◆ ASSIGNED TASK:
From the line containing "Target: bridge deck" down to the last line of the entries, print each line exactly and leave the pictures out.

◆ PROVIDED DATA:
════════════════════
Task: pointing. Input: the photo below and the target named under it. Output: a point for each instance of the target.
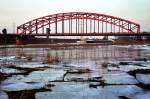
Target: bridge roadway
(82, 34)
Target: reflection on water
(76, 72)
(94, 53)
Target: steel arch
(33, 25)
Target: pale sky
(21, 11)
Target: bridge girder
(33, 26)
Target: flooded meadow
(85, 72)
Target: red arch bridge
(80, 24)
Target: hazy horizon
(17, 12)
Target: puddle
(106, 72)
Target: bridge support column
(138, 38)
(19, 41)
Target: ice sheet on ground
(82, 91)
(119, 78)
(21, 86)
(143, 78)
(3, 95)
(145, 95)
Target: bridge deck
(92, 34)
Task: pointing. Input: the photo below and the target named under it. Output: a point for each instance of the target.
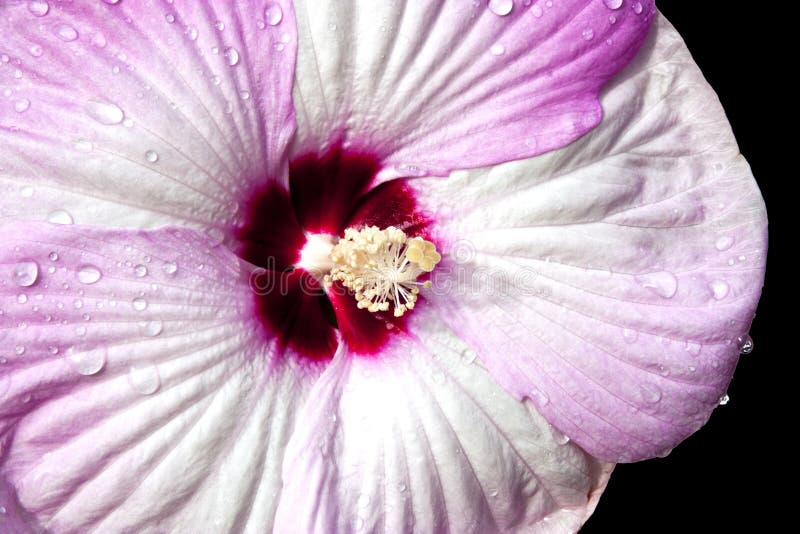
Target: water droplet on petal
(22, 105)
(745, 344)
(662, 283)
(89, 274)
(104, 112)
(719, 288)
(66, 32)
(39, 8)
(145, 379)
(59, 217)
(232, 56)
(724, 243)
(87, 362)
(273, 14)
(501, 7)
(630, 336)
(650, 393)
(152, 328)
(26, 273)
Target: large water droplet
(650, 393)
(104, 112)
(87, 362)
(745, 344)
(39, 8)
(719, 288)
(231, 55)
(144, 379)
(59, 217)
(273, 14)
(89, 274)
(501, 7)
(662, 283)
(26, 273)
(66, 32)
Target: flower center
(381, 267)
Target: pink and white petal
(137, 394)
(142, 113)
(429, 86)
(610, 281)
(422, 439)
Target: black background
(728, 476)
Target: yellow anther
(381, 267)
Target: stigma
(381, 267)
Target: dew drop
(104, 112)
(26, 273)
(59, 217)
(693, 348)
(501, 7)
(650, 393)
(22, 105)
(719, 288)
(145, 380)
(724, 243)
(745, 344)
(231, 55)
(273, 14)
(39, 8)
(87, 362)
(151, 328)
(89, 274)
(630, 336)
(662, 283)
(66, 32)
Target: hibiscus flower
════════════════════
◆ WRITTEN RESPONSE:
Target: bridge deck
(92, 34)
Task: pointing. Input: the photo below and the target named under it. Output: a point for each instance of the target.
Target: water droplet on petal
(22, 105)
(745, 344)
(662, 283)
(89, 274)
(104, 112)
(719, 288)
(66, 32)
(39, 8)
(145, 379)
(59, 217)
(232, 56)
(724, 243)
(87, 362)
(273, 14)
(501, 7)
(630, 336)
(650, 393)
(152, 328)
(26, 273)
Target: large water droplet
(650, 393)
(104, 112)
(87, 362)
(745, 344)
(39, 8)
(719, 288)
(231, 55)
(144, 379)
(59, 217)
(273, 14)
(89, 274)
(501, 7)
(662, 283)
(26, 273)
(66, 32)
Target: flower center
(381, 267)
Target: pink and white petal
(137, 394)
(142, 113)
(429, 86)
(610, 281)
(422, 439)
Target: black background
(728, 476)
Target: yellow anther
(381, 267)
Target: stigma
(381, 267)
Target: dew drop
(104, 112)
(26, 273)
(59, 217)
(693, 348)
(501, 7)
(650, 393)
(22, 105)
(719, 288)
(145, 380)
(724, 243)
(745, 344)
(231, 55)
(273, 14)
(39, 8)
(87, 362)
(151, 328)
(89, 274)
(630, 336)
(662, 283)
(66, 32)
Target: hibiscus flower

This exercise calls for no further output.